### [Text segment]
▽

I find lunch tricky because this is my most hungry time but I want to keep calories fairly low so I can enjoy a decent dinner - so something like a tuna and chickpea salad with a protien bar for 'dessert'
Dinner I go for protien and loads of veg sometimes with a jacket potato or a sauce.0
Oh gosh, I cooked something today that really keeps me full! A soup with pumpkin chunks, some bacon, lots of rice, and parmigiano on top. It's so incredible filling! But then rice, and well filled soups keep me full. Might not be for you of course.1
@yirara that sounds so good!! 😋1
What works best for me, after quite a bit of experimenting:
1. Enough, i.e., don't cut calories stupid low to pursue fast weight loss.
2. A solid breakfast with ample protein, then protein through the day.
3. A substantial amount of food volume in total, usually much of it in big servings of veggies with dinner, but also more fruit and some whole grain and/or veggies through the day.
It isn't just about food choice for me, though, gotta say. So:
4. Food timing matters to me. For me, lowballing breakfast (calories or protein) can turn the day into disaster. If I get hungry when a meal isn't coming up pretty soon, I'm better off to have a small snack (usually protein-y) vs. try to tough it out.

△

### [Record set]
▽

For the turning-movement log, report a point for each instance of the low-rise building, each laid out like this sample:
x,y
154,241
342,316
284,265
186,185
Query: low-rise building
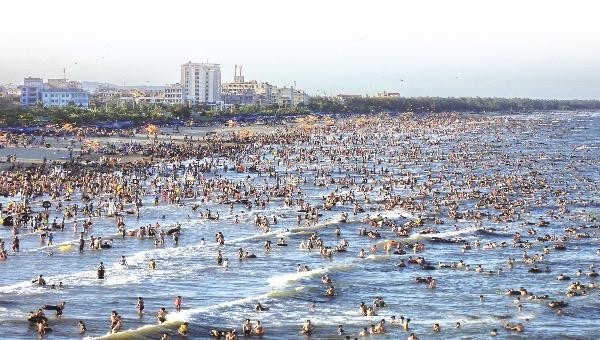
x,y
31,92
386,94
172,94
54,97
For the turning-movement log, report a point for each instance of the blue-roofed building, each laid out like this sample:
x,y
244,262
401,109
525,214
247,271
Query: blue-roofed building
x,y
65,96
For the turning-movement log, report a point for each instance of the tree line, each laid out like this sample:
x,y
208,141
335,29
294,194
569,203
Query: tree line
x,y
12,114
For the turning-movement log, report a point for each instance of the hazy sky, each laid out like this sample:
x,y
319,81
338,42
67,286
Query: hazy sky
x,y
520,48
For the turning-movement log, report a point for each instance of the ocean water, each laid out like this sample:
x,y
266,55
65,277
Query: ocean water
x,y
554,155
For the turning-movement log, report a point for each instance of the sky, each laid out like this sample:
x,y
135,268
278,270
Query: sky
x,y
507,48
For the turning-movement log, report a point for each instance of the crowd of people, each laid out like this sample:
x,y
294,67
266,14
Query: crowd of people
x,y
462,182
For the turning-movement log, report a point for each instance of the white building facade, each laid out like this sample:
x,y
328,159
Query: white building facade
x,y
63,97
200,83
31,91
173,94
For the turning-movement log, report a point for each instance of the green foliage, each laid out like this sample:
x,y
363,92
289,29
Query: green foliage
x,y
12,114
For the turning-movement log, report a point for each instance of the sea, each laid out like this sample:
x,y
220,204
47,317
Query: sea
x,y
566,150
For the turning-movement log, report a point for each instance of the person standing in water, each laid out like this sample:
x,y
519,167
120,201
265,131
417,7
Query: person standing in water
x,y
178,303
140,306
101,271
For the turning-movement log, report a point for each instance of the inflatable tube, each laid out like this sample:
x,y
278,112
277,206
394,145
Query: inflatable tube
x,y
64,247
8,221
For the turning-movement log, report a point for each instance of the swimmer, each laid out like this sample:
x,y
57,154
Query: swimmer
x,y
258,329
178,303
161,315
307,328
183,330
81,326
140,306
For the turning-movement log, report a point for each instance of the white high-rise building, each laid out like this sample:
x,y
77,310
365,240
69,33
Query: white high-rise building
x,y
200,83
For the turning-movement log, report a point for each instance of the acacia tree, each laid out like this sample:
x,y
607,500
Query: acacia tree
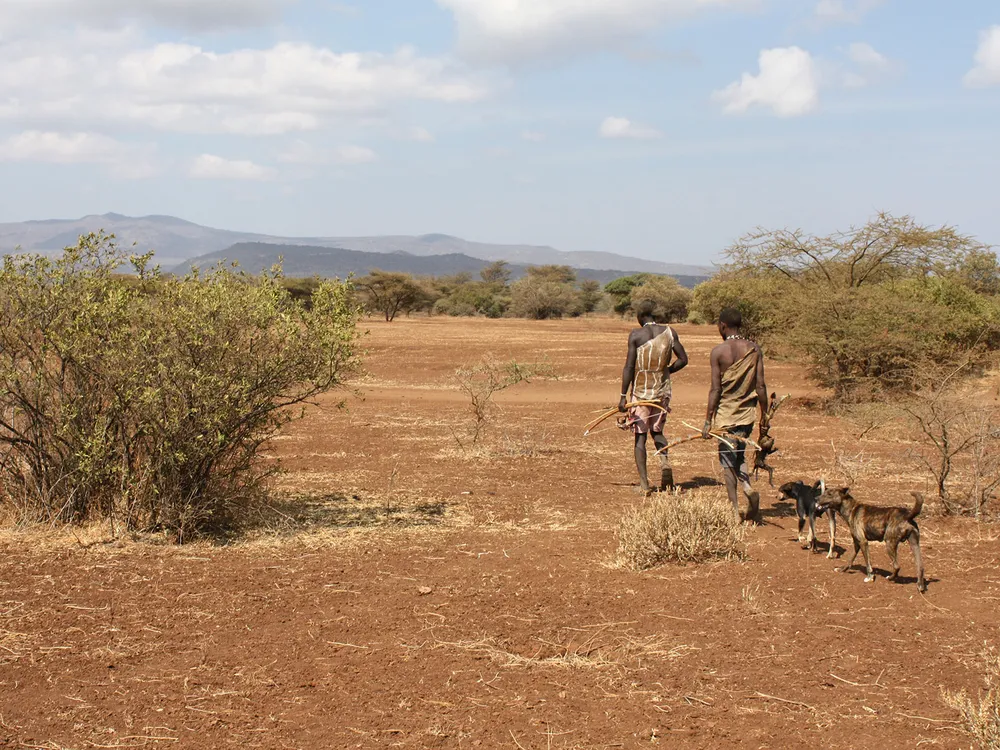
x,y
887,247
390,293
868,306
496,273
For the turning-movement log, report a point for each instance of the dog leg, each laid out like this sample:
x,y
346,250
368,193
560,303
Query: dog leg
x,y
857,548
915,546
892,546
869,573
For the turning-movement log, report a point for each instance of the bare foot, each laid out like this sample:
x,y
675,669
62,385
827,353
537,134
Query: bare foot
x,y
666,480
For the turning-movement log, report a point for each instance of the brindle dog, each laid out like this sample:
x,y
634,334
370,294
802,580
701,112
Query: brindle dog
x,y
872,523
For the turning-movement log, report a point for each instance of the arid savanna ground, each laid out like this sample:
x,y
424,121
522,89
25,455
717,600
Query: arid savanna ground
x,y
418,594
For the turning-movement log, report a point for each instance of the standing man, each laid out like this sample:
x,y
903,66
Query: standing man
x,y
647,375
737,400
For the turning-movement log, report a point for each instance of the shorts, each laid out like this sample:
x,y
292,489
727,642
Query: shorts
x,y
645,419
731,458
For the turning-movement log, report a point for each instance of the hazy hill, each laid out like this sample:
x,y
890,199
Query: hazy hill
x,y
176,241
303,260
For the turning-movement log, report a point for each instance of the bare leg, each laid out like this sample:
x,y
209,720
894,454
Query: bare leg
x,y
753,497
666,473
640,461
732,481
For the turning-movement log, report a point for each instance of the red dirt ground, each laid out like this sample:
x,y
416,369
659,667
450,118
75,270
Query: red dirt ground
x,y
449,598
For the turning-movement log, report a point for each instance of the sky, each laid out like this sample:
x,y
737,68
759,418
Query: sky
x,y
662,129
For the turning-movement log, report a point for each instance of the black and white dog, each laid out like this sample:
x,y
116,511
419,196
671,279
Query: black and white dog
x,y
806,498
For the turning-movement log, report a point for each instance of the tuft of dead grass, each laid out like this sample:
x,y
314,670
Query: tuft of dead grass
x,y
694,527
981,715
597,650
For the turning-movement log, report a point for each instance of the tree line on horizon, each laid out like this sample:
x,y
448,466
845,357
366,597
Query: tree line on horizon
x,y
545,292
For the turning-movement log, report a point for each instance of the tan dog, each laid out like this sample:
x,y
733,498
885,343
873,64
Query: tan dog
x,y
873,523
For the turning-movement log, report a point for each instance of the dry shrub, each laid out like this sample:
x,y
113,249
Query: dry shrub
x,y
695,527
981,716
484,380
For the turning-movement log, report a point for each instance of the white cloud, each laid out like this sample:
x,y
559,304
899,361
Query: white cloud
x,y
829,12
870,66
353,155
420,135
306,154
987,69
193,15
123,160
621,127
515,31
788,84
210,167
290,87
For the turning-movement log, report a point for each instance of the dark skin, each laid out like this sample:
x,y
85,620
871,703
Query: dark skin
x,y
724,356
636,339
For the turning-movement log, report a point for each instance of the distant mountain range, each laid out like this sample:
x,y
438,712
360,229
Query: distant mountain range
x,y
178,242
303,260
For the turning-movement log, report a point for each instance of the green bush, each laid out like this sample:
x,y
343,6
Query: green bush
x,y
538,298
761,298
670,300
148,402
620,290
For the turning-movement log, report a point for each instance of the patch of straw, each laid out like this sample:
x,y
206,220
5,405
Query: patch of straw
x,y
980,716
694,527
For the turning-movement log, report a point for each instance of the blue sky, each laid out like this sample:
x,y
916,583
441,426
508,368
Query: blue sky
x,y
657,128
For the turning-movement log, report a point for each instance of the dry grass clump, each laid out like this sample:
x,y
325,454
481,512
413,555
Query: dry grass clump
x,y
981,716
598,651
693,527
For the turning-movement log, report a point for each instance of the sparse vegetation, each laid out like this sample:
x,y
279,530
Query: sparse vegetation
x,y
870,308
147,403
481,382
693,527
388,293
981,715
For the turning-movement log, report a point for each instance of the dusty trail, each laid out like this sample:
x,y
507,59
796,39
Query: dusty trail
x,y
492,619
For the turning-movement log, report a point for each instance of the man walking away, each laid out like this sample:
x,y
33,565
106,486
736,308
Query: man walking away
x,y
647,372
738,399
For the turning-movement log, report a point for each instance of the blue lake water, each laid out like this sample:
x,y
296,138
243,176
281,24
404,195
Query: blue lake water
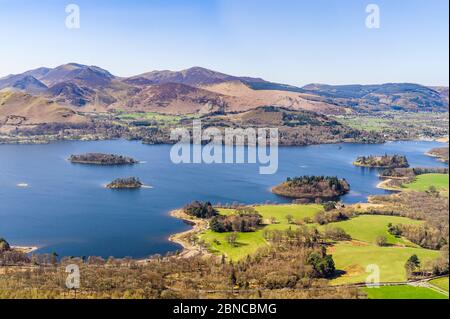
x,y
66,209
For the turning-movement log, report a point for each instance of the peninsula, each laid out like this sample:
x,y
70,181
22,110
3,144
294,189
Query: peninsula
x,y
102,159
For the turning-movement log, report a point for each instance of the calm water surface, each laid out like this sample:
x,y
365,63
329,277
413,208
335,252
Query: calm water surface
x,y
66,209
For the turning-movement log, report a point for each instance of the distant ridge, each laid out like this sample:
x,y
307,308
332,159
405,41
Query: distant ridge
x,y
202,90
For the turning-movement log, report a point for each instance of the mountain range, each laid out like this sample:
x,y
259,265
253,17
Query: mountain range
x,y
72,89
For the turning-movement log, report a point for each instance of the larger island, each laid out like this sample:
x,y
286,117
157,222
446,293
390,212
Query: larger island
x,y
312,188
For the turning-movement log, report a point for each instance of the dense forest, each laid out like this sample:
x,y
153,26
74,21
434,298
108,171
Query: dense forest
x,y
385,161
102,159
313,188
126,183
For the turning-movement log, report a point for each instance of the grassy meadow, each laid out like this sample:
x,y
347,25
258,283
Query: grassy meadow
x,y
441,283
367,228
424,182
249,243
353,258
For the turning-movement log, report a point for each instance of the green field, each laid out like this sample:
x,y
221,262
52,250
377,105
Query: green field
x,y
423,182
441,283
353,258
368,227
403,292
249,243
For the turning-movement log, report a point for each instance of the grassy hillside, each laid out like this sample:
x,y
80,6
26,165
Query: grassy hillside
x,y
367,228
353,259
249,243
441,283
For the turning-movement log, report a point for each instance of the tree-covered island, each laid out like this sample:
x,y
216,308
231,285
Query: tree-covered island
x,y
312,188
385,161
125,183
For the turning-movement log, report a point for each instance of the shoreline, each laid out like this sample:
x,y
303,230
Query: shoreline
x,y
183,238
25,249
384,185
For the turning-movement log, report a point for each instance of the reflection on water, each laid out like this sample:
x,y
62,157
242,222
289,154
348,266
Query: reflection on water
x,y
67,210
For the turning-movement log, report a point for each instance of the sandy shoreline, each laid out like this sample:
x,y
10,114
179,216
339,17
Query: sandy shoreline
x,y
184,238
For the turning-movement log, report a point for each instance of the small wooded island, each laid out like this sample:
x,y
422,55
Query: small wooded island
x,y
102,159
313,188
385,161
125,183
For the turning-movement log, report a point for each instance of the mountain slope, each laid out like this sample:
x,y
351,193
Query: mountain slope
x,y
19,109
241,97
390,96
194,76
95,89
174,98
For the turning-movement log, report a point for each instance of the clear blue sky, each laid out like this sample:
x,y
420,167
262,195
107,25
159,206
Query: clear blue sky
x,y
288,41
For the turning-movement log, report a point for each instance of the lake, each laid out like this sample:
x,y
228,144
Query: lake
x,y
65,208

△

Update the text about staying full: begin at the words "3. A substantial" and stop after "tough it out.", replacing "veggies" with "vegetables" throughout that span. Rely solely on the text about staying full.

### [Completed task]
3. A substantial amount of food volume in total, usually much of it in big servings of vegetables with dinner, but also more fruit and some whole grain and/or vegetables through the day.
It isn't just about food choice for me, though, gotta say. So:
4. Food timing matters to me. For me, lowballing breakfast (calories or protein) can turn the day into disaster. If I get hungry when a meal isn't coming up pretty soon, I'm better off to have a small snack (usually protein-y) vs. try to tough it out.